◆ Instructions for the task ◆
Copy exactly, and only, the lines from the line containing "Outline every instance of the white smoke" through the last line of the records below, both included.

[Region labeling entries]
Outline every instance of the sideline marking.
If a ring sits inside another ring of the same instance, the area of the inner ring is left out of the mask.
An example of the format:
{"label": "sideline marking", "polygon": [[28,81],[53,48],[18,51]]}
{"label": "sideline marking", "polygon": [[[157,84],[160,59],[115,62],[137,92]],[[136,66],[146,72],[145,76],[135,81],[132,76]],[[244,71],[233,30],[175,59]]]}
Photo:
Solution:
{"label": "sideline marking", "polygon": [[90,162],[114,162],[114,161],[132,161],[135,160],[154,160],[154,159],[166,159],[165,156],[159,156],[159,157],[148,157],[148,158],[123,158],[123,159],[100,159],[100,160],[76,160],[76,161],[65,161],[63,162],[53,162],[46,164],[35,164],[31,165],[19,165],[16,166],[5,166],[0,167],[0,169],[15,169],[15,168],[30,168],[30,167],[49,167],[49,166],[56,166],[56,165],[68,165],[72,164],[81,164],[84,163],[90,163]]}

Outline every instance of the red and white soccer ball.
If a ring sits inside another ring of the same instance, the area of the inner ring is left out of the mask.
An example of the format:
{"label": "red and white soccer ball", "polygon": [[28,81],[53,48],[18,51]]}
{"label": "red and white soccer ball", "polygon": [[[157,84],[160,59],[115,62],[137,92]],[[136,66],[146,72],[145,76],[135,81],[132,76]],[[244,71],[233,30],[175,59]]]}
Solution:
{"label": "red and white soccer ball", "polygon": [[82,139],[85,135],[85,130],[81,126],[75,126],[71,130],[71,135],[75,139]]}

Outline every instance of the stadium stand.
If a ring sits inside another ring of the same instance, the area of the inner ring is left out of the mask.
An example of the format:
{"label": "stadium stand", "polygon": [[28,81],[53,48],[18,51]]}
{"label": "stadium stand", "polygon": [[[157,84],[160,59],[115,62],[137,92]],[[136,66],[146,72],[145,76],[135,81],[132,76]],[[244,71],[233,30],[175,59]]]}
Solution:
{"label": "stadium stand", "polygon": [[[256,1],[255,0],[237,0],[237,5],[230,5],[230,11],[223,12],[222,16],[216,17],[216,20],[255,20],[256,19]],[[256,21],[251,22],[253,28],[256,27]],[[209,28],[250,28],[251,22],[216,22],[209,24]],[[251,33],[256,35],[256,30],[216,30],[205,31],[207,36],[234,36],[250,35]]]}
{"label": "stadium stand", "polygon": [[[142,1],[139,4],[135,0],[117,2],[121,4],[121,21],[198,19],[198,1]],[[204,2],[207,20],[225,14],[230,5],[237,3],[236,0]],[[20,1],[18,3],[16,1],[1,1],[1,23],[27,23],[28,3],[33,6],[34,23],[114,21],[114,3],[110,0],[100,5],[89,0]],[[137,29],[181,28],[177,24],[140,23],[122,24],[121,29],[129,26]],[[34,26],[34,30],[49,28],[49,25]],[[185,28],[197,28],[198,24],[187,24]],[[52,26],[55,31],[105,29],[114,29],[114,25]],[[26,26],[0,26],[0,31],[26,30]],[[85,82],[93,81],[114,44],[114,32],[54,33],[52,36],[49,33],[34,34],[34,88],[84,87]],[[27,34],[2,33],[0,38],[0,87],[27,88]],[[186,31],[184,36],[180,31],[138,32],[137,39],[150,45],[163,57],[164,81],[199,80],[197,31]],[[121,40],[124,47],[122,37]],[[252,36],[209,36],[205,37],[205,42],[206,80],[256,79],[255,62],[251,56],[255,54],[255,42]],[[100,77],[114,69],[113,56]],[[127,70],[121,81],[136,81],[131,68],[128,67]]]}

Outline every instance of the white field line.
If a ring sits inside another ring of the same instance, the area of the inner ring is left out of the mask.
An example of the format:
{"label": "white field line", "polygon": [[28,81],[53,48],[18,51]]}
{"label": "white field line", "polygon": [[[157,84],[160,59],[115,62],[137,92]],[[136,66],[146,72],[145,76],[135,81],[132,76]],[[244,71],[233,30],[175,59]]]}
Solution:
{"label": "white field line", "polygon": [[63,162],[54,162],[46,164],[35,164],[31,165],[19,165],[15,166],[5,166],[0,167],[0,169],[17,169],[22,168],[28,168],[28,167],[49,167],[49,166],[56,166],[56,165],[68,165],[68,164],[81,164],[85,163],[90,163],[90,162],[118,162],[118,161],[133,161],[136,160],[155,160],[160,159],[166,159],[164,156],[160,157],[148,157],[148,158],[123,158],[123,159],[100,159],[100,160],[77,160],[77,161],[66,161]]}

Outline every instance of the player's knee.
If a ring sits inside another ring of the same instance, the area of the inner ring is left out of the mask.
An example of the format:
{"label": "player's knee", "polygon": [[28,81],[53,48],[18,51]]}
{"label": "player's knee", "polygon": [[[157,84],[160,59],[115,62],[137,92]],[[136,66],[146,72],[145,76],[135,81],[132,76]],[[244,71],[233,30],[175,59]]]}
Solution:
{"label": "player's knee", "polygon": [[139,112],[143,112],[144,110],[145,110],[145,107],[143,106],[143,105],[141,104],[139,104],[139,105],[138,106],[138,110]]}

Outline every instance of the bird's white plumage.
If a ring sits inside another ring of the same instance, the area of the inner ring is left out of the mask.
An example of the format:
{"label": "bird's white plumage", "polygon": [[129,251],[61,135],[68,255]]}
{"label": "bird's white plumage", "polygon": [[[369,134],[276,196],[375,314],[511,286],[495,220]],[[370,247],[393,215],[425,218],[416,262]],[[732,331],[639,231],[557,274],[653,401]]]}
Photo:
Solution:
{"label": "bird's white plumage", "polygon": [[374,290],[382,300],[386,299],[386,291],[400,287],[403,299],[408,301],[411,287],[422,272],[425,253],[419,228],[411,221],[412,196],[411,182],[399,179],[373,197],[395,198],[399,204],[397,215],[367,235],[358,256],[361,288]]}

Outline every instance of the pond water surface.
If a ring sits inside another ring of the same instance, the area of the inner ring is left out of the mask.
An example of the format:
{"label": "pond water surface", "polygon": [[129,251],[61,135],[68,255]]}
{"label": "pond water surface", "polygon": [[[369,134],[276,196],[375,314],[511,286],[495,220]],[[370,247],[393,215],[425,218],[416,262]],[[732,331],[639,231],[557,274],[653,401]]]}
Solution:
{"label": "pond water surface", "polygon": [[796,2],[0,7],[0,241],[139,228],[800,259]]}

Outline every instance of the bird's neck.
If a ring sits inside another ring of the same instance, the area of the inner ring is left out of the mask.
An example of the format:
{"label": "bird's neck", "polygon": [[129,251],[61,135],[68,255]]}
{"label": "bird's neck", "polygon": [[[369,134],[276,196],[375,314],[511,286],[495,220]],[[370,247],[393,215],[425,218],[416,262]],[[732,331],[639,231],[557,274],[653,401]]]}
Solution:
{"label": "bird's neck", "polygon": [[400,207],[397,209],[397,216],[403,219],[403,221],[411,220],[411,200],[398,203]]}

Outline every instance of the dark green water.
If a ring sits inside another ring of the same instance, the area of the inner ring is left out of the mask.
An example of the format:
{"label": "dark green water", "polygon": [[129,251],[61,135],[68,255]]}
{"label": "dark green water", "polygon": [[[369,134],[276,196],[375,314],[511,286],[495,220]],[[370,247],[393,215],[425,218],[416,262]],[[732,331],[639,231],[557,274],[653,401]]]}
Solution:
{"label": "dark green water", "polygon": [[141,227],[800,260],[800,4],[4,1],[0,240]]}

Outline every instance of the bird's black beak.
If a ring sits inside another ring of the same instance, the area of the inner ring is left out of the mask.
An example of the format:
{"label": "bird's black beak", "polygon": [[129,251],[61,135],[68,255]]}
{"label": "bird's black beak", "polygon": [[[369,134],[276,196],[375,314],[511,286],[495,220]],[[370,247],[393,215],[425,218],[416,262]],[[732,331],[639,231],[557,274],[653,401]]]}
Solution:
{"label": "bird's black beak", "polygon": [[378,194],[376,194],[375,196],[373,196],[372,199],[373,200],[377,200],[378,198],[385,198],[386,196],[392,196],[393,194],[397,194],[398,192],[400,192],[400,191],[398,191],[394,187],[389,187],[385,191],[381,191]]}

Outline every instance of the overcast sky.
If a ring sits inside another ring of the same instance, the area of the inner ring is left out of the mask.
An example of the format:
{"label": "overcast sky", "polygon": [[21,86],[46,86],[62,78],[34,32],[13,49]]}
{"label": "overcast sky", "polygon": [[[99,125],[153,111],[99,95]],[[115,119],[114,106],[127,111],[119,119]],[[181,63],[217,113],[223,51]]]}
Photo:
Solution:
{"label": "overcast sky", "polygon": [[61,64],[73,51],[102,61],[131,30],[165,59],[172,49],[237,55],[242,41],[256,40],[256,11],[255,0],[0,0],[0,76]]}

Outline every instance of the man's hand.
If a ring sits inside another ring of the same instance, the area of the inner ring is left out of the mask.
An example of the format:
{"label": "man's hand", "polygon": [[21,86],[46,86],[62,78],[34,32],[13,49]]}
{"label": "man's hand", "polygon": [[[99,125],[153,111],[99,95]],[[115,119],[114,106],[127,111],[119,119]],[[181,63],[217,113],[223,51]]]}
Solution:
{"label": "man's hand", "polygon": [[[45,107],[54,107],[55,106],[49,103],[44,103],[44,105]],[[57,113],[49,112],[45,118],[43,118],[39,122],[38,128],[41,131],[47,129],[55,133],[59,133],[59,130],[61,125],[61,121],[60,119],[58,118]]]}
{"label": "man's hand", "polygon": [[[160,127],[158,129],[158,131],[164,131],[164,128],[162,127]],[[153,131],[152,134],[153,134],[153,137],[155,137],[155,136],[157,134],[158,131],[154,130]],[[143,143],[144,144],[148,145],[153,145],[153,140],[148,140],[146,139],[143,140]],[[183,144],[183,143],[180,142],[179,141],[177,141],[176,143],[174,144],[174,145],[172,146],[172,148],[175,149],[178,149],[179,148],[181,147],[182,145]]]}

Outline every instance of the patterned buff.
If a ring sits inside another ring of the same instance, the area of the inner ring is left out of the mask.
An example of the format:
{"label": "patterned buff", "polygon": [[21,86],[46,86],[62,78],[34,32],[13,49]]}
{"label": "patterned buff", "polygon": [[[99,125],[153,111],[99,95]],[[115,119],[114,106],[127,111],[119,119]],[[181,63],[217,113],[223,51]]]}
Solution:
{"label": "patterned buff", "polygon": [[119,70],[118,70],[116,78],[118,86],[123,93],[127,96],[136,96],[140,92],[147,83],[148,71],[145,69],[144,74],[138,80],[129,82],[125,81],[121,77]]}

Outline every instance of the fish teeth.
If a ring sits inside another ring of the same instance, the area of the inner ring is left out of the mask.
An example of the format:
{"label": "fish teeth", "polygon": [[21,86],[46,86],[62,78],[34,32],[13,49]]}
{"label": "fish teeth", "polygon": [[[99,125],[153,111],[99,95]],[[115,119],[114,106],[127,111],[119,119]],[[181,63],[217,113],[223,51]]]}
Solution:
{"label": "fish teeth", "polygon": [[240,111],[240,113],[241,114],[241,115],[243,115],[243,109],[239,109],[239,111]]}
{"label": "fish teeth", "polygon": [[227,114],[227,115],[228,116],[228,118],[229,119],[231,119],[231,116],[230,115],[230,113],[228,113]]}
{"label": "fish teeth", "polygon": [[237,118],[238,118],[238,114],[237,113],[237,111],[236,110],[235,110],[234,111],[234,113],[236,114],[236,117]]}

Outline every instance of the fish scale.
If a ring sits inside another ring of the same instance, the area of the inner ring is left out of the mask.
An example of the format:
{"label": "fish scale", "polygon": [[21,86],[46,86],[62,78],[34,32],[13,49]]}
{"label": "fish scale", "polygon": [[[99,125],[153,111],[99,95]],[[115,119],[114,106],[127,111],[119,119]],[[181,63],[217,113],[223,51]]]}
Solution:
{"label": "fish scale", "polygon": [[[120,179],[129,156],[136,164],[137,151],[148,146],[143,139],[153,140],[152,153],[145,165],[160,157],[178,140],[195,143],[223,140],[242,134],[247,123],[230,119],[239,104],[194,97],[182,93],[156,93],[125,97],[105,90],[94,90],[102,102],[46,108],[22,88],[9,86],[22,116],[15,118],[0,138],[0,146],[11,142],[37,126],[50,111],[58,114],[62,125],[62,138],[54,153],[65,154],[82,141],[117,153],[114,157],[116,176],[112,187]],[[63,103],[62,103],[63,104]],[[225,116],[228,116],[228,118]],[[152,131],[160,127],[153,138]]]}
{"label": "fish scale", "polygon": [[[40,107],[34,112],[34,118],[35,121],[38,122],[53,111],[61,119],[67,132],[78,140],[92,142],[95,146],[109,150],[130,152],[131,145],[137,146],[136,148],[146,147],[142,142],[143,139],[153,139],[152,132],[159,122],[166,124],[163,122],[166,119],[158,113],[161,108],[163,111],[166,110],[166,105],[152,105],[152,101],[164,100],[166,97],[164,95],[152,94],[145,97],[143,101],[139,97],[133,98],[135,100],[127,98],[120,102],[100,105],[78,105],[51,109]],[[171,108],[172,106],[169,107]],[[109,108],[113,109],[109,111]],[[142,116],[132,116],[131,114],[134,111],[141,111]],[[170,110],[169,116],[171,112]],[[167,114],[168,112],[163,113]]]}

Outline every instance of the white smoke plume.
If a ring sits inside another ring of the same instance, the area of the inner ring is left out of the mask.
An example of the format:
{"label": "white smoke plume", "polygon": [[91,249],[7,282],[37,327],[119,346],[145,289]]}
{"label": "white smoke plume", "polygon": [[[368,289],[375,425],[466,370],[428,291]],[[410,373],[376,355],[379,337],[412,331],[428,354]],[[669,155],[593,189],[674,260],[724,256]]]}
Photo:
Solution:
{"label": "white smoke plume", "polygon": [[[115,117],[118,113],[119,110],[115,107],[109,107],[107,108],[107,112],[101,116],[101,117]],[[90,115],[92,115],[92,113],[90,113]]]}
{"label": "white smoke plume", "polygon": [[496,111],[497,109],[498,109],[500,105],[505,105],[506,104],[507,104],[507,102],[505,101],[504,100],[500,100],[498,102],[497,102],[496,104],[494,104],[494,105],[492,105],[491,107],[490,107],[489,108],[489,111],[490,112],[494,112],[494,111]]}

◆ Full response ◆
Outline every instance of the white smoke plume.
If a ring sits inside another ring of the same instance, the area of the inner ring is left out of the mask.
An example of the format:
{"label": "white smoke plume", "polygon": [[91,249],[7,282],[37,327],[119,346],[145,289]]}
{"label": "white smoke plume", "polygon": [[[368,289],[375,425],[466,370],[428,291]],[[410,373],[376,355],[379,337],[412,331],[428,354]],[[669,155],[593,189],[674,260],[724,256]]]}
Photo:
Solution:
{"label": "white smoke plume", "polygon": [[[115,117],[118,113],[119,110],[115,107],[109,107],[107,108],[107,112],[101,116],[101,117]],[[90,115],[92,115],[92,113],[90,113]]]}
{"label": "white smoke plume", "polygon": [[496,111],[497,109],[498,109],[500,105],[505,105],[506,104],[507,104],[507,102],[505,101],[504,100],[500,100],[498,102],[497,102],[496,104],[494,104],[494,105],[492,105],[491,107],[490,107],[489,108],[489,111],[490,112],[494,112],[494,111]]}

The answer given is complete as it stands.